(DO THIS): Reproduce every one of the following lines verbatim, in the same order.
- - - - -
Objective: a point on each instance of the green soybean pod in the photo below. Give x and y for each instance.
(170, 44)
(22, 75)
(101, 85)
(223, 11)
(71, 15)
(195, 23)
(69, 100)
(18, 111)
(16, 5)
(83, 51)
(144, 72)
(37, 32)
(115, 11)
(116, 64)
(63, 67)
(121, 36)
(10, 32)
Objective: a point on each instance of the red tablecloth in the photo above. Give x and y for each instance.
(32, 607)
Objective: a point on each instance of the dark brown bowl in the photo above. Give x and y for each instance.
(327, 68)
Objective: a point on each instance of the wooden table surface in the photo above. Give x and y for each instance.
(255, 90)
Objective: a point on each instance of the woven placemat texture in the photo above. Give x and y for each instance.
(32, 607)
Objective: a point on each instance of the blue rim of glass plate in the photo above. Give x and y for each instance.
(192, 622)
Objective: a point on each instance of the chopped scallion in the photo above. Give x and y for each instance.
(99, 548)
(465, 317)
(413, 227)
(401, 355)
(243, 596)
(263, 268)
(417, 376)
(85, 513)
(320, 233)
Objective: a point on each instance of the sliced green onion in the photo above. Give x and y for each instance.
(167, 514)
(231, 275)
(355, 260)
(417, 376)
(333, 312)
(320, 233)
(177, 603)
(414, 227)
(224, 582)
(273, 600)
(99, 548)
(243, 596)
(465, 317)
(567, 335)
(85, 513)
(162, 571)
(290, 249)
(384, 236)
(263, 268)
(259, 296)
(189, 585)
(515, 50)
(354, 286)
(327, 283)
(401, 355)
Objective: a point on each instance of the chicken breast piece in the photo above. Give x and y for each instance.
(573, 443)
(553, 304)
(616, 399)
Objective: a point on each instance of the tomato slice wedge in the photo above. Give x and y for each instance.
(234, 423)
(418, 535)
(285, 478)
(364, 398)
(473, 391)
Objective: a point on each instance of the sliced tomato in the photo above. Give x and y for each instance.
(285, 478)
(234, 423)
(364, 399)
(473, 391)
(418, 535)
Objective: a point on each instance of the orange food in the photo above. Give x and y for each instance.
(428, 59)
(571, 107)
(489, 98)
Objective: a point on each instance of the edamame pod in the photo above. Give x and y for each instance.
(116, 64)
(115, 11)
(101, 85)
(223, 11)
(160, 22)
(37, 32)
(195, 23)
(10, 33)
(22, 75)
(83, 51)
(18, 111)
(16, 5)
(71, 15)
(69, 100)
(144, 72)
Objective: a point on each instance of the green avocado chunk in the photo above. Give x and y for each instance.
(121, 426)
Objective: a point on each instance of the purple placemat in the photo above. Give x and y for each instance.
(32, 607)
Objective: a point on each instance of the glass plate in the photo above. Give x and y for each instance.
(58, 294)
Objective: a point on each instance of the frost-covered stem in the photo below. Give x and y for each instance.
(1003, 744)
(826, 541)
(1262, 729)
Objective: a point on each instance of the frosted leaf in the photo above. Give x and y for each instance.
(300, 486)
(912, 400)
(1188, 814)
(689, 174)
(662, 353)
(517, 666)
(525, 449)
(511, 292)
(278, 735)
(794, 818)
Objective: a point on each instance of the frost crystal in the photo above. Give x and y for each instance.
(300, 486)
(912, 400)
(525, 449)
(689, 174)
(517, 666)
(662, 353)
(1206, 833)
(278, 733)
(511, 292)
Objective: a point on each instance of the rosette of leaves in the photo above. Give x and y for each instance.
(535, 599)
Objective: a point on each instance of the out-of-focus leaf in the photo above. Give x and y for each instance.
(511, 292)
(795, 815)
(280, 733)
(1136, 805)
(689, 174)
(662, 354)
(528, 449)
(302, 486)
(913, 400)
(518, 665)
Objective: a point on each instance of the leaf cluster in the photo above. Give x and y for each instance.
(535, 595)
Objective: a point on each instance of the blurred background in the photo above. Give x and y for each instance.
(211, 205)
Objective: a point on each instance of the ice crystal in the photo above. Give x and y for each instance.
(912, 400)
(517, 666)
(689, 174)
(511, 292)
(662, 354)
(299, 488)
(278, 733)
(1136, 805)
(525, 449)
- - - - -
(OUTPUT FOR THIS EXERCISE):
Objective: a point on each instance of the green soybean pod in the photo below. Give x and y for each instance.
(170, 44)
(22, 75)
(101, 85)
(223, 11)
(71, 15)
(195, 23)
(69, 100)
(18, 111)
(16, 5)
(83, 51)
(144, 72)
(37, 32)
(115, 11)
(116, 64)
(63, 67)
(121, 36)
(10, 32)
Objective: a point on each instance of the red tablecloth in the photo above. Give x and y for each instance.
(32, 607)
Objective: a point on each instance of the dark brown bowl in the photo above. Give x and y for each instance.
(327, 68)
Objective: a point on each instance of the wooden table surface in the photo above. Give x and y for each instance.
(255, 90)
Objective: a point on each instance of the woven placemat texture in the photo above. Give x and y for each instance.
(32, 607)
Objective: a point on each instance of the blue rim of glass plate in the photo above. Give x and y for each instance.
(192, 622)
Objective: a point on each instance of the chopped scallion in the photo above. Give x and y for each instance.
(99, 548)
(465, 317)
(413, 227)
(401, 355)
(243, 596)
(263, 268)
(417, 376)
(85, 513)
(320, 233)
Objective: a point on each instance of the sliced green onion in the photo above. Give x and y for each instance.
(167, 514)
(231, 275)
(355, 260)
(417, 376)
(333, 312)
(320, 233)
(177, 603)
(414, 227)
(224, 582)
(273, 600)
(99, 548)
(243, 596)
(465, 317)
(567, 335)
(85, 513)
(162, 571)
(290, 249)
(384, 236)
(263, 268)
(259, 296)
(189, 585)
(515, 50)
(354, 286)
(327, 283)
(401, 355)
Objective: a point on each instance of the chicken breast piece in the photo above. Give x and y for each instance.
(573, 443)
(553, 304)
(616, 399)
Objective: a point on each instance of the tomato slice wedge in the photo above. Give x and y for each instance.
(234, 423)
(418, 535)
(285, 478)
(364, 398)
(473, 391)
Objective: a point on each instance of the sliced tomato in the photo above. Give x and y for each instance.
(285, 478)
(234, 423)
(364, 399)
(473, 391)
(418, 535)
Objective: a point on each instance of the orange food in the photo above. Give x and y for each instance.
(428, 59)
(571, 107)
(489, 98)
Objective: a point on each instance of the edamame pod in the photo above. Give x and y for each instance.
(116, 64)
(115, 11)
(101, 85)
(223, 11)
(160, 22)
(37, 32)
(195, 23)
(10, 33)
(22, 75)
(83, 51)
(18, 111)
(16, 5)
(71, 15)
(69, 100)
(144, 72)
Objective: a point on each instance of the green avocado chunk in the photo above. Give x and y for each instance.
(121, 426)
Objective: a point on each instance of the purple placemat in the photo above. Give x and y for each instance.
(32, 607)
Objective: a point on each instance of the glass plate in the photo above. Give x and y for each instance.
(58, 294)
Objective: a point on each instance of the frost-covered stem in the photo below. Give x and y for each instance.
(1003, 744)
(826, 541)
(1262, 729)
Objective: a point on each instance of the frosted leaf in the photo above. Give x and y for each instance.
(300, 486)
(912, 400)
(1188, 814)
(689, 174)
(662, 353)
(517, 666)
(525, 449)
(511, 292)
(278, 735)
(794, 818)
Objective: a point on each instance of the frost crystal in the photo above. Give x and y for each instance.
(300, 486)
(912, 400)
(525, 449)
(689, 174)
(517, 666)
(662, 353)
(1206, 833)
(278, 733)
(511, 292)
Objective: a point on each instance of the rosette of leaves in the photo above. Give x and y for each instance.
(535, 599)
Objective: a point on each instance of the out-of-focus leaf in the photo above. Give x and y for each instance.
(511, 292)
(795, 815)
(280, 733)
(1136, 805)
(689, 174)
(662, 354)
(528, 449)
(302, 486)
(913, 400)
(518, 665)
Objective: a point on each instance of the leaf cluster in the photo above. Give x and y for each instance.
(535, 595)
Objective: a point on each instance of the blurred background in the photo above. Give x and y for each instance.
(211, 205)
Objective: a point on each instance of the ice crystal in the photo above. Give x and y for each instance.
(912, 400)
(517, 666)
(689, 174)
(511, 292)
(662, 354)
(299, 488)
(278, 733)
(1136, 805)
(525, 449)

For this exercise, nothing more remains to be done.